抗体発現カセットの他に、ベクターは次のものを含んだ:
−大腸菌においてこのプラスミドの複製を可能にする複製の起点、及び
−大腸菌においてアンピシリン耐性を付与するβ-ラクタマーゼ遺伝子。
【0125】
抗体遺伝子の転写ユニットは次の要素から構成される:
−5’末端のユニーク制限部位、
−ヒトサイトメガロウィルスからの最初期エンハンサー及びプロモーター、
−cDNA構成の場合、続くイントロンA配列、
−ヒト抗体遺伝子の5’-非翻訳領域、
−免疫グロブリン重鎖シグナル配列、
−cDNAとしての又は免疫グロブリンエキソン-イントロン構成を有するゲノム構成としてのヒト抗体鎖(野生型、又はドメイン交換を有する)、
−ポリアデニル化シグナル配列を有する3’未翻訳領域、及び
−3’末端のユニーク制限部位。
【0126】
下記のような記載される抗体鎖を含んで成る融合遺伝子を、PCR及び/又は遺伝子合成により生成し、例えばそれぞれのベクターにおけるユニーク制限部位を用いて、核酸セグメントの結合により、既知組換え方法及び技法によりアセンブリーした。サブクローン化された核酸配列を、DNA配列決定により確証した。一過性トランスフェクションのために、多量のプラスミドを、形質転換された大腸菌培養物(Nucleobond AX, Macherey-Nagel)からのプラスミド調製物により調製した。

## 作業依頼
抗体発現ベクターの文章を、最後の文の後から書き進めてもらえますか？ このあとに並ぶ行は、抗体発現ベクターの文章とは関係がありません。

## 抽出された行
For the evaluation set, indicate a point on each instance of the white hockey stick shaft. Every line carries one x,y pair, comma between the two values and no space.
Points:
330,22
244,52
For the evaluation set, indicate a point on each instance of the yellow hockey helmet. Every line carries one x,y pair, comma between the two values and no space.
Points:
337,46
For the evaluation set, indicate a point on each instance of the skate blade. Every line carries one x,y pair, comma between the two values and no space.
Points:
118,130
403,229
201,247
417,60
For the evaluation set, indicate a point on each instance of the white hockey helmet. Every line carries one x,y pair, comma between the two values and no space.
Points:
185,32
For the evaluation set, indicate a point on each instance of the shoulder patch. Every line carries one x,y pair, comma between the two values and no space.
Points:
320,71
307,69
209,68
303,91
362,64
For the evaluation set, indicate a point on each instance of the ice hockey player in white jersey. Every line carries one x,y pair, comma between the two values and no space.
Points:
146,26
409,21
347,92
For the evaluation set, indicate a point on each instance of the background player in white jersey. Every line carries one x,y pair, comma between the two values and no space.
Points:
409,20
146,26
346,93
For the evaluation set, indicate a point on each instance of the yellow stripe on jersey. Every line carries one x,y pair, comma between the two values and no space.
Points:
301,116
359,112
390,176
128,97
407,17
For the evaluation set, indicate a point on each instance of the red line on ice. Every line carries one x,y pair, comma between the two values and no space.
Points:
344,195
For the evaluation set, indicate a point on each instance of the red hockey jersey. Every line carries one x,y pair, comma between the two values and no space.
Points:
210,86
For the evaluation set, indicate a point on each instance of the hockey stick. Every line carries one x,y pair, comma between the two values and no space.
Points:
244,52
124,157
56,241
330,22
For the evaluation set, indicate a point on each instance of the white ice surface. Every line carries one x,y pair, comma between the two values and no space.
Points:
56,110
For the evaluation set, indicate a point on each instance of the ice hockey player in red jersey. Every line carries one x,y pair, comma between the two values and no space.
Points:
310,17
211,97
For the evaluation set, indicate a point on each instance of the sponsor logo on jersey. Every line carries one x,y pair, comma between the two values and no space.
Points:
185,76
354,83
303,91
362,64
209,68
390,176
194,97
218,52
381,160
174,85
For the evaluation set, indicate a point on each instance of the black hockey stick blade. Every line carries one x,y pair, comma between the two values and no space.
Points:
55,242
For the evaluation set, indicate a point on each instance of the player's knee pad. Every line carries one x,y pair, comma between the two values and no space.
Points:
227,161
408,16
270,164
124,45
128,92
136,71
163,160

## 課題の回答
【0127】
細胞培養技法:
標準の細胞培養技法を、Current Protocols in Cell Biology (2000), Bonifacino, J.S., Dasso, M., Harford, J.B., Lippincott-Schwartz, J.及びYamada, K.M. (編), John Wiley & Sons, Incに記載されるように使用した。
三重又は四重特異性抗体を、接着的に増殖するHEK293-EBNAにおける、又は下記のような懸濁液において増殖するHEK29-F細胞における、それぞれの発現プラスミドの一過性同時トランスフェクションにより発現した。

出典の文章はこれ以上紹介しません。